### Written problem
Rewrite the items from the line containing "Search the above image for: dark trousers" through the line containing "xmin=260 ymin=377 xmax=380 ymax=538" as a two-column CSV with the headers search_text and answer. Give one row per item, with its text and its answer each in a single quoted field and any line breaks replaced by spaces.
==================================================
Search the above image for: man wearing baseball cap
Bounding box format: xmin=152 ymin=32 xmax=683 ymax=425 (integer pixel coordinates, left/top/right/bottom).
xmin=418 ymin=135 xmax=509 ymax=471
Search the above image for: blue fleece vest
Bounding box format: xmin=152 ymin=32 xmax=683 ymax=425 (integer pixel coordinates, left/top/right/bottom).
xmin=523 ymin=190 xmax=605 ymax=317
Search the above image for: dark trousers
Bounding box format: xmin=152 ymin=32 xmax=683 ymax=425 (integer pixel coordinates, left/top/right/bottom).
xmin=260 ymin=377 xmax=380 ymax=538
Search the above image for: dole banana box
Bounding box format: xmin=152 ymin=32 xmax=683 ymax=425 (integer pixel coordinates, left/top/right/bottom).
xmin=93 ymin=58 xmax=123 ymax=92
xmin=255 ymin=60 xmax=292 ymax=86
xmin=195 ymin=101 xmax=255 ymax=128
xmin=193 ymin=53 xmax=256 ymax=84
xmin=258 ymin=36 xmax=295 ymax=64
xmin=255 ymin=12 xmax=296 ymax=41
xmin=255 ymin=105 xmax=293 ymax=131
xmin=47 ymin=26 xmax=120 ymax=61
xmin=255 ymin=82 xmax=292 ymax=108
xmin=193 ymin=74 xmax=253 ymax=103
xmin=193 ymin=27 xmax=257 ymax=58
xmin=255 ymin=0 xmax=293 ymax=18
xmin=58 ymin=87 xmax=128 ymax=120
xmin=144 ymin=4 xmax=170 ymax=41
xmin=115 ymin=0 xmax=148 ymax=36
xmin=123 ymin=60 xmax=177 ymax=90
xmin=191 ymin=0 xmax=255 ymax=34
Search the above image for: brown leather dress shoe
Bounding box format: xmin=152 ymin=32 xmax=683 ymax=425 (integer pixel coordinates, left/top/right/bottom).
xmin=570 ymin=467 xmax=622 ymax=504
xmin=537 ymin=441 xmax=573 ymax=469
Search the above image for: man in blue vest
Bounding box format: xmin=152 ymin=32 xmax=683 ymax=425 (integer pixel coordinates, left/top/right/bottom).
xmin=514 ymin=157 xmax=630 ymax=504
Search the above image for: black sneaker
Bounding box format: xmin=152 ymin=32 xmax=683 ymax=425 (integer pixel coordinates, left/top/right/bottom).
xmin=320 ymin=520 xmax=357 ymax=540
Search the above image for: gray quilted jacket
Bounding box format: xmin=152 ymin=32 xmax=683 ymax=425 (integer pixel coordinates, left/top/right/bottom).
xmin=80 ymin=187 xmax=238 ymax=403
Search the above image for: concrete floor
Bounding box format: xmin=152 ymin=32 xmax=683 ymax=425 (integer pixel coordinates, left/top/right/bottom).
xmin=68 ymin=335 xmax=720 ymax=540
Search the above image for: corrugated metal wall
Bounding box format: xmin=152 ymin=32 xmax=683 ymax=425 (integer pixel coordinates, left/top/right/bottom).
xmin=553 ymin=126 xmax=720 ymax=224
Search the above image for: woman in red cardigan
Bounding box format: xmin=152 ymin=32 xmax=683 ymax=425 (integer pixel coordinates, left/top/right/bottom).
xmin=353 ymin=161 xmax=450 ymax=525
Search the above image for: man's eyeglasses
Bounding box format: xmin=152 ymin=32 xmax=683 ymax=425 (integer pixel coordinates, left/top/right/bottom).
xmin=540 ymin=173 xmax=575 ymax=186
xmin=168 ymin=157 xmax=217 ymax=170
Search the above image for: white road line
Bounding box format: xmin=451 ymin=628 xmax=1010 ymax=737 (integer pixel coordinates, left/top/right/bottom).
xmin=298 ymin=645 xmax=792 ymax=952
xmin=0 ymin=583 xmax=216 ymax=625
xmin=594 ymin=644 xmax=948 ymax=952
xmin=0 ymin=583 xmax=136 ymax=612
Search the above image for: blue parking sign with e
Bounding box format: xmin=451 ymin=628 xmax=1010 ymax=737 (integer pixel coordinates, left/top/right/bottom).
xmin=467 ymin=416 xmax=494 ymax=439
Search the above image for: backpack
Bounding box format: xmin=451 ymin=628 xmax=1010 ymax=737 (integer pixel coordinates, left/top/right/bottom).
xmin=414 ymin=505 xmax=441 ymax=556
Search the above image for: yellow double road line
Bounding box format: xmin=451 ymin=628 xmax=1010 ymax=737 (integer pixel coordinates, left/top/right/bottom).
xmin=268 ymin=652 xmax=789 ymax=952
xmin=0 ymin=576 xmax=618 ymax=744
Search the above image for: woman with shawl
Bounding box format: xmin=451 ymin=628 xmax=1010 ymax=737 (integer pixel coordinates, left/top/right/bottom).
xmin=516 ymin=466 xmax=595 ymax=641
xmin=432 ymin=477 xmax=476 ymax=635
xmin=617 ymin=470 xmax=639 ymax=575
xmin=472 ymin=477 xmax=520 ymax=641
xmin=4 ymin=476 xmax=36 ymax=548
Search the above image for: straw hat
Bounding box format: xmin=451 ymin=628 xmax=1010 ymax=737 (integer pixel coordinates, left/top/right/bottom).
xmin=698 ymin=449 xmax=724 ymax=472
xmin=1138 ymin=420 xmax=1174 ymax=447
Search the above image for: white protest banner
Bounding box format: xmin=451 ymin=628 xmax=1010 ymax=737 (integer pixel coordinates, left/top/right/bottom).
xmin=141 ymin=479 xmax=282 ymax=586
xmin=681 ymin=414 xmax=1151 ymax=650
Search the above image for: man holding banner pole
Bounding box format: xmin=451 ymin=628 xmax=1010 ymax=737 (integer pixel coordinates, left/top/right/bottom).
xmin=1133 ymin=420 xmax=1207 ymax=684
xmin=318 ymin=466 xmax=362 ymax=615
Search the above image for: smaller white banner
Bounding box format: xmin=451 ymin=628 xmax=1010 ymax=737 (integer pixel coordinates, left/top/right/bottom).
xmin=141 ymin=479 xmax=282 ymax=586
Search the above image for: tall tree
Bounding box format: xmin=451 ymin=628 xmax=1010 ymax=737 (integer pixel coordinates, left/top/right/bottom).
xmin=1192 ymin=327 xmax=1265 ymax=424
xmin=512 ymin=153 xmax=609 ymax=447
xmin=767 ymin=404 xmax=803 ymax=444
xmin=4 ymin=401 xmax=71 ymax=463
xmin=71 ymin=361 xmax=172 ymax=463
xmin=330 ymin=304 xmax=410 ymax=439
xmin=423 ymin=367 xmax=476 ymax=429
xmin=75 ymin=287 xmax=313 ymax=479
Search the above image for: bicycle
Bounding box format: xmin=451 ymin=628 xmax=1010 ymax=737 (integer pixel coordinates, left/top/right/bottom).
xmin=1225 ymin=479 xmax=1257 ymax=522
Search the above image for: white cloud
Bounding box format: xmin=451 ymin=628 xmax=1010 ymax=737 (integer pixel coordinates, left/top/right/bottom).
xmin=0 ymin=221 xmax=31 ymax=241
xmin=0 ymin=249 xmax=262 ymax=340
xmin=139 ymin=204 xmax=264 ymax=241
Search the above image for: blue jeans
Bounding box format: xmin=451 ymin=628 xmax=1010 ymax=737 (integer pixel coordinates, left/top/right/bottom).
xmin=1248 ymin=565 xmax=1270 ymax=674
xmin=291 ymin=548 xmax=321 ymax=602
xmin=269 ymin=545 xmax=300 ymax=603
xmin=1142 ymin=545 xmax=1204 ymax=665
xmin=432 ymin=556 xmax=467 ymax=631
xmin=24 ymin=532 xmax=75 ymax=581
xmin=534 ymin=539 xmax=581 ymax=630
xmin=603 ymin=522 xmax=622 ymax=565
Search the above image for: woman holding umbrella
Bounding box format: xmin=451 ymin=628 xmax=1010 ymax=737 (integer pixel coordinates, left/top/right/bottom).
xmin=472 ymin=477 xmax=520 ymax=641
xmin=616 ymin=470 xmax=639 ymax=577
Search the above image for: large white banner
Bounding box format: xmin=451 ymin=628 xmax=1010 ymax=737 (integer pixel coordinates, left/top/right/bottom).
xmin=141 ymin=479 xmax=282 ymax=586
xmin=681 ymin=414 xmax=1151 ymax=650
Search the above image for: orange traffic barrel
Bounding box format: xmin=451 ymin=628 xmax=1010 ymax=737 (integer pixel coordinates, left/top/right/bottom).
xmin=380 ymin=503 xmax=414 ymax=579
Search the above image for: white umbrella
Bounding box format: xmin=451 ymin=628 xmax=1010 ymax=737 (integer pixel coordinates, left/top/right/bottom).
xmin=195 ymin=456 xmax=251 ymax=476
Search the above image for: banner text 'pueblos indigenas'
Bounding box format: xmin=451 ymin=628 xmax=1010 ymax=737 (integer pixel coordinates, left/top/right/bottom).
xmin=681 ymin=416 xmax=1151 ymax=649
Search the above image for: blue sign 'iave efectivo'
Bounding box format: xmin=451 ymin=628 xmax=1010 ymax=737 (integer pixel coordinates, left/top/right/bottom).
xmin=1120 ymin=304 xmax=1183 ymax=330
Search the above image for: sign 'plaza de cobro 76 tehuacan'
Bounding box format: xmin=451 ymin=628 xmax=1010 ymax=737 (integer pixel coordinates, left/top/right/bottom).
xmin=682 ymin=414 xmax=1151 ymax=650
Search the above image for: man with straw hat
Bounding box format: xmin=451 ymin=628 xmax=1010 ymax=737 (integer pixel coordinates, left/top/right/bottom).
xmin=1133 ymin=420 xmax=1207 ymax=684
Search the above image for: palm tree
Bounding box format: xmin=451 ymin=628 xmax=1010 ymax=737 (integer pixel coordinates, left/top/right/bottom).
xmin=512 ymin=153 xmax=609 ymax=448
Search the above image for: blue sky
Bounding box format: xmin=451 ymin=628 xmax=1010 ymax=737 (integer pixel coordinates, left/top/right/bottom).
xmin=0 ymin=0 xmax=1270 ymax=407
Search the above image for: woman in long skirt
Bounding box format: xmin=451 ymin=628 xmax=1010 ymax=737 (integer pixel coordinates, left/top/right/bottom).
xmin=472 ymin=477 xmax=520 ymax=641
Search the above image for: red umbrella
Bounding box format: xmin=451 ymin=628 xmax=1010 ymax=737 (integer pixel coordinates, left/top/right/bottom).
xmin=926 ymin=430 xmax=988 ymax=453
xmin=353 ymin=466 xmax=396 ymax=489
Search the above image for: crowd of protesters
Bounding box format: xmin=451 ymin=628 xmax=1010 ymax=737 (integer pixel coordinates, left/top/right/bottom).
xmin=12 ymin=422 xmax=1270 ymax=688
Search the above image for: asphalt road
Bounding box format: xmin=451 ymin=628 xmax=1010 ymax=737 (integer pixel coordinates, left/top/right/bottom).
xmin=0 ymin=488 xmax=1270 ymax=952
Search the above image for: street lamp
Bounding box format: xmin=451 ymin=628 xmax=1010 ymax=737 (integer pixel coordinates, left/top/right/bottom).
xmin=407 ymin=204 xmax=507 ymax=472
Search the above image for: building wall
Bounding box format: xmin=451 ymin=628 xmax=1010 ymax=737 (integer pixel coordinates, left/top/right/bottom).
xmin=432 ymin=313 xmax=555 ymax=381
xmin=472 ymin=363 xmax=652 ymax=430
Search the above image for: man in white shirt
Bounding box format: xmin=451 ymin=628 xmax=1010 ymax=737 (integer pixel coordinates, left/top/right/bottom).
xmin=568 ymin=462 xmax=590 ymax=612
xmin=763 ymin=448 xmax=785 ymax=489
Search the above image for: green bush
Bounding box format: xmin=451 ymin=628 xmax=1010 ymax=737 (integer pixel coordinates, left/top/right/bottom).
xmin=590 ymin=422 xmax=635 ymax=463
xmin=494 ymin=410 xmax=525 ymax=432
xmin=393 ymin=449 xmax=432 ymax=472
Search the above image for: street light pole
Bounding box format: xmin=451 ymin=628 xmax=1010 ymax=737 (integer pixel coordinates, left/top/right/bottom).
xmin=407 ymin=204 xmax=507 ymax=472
==================================================
### Result for this exercise
search_text,answer
"Search the above image for: dark trousers Bounding box format: xmin=152 ymin=32 xmax=683 ymax=425 (integer pixel coordinates, left/top/right/bottom).","xmin=260 ymin=377 xmax=380 ymax=538"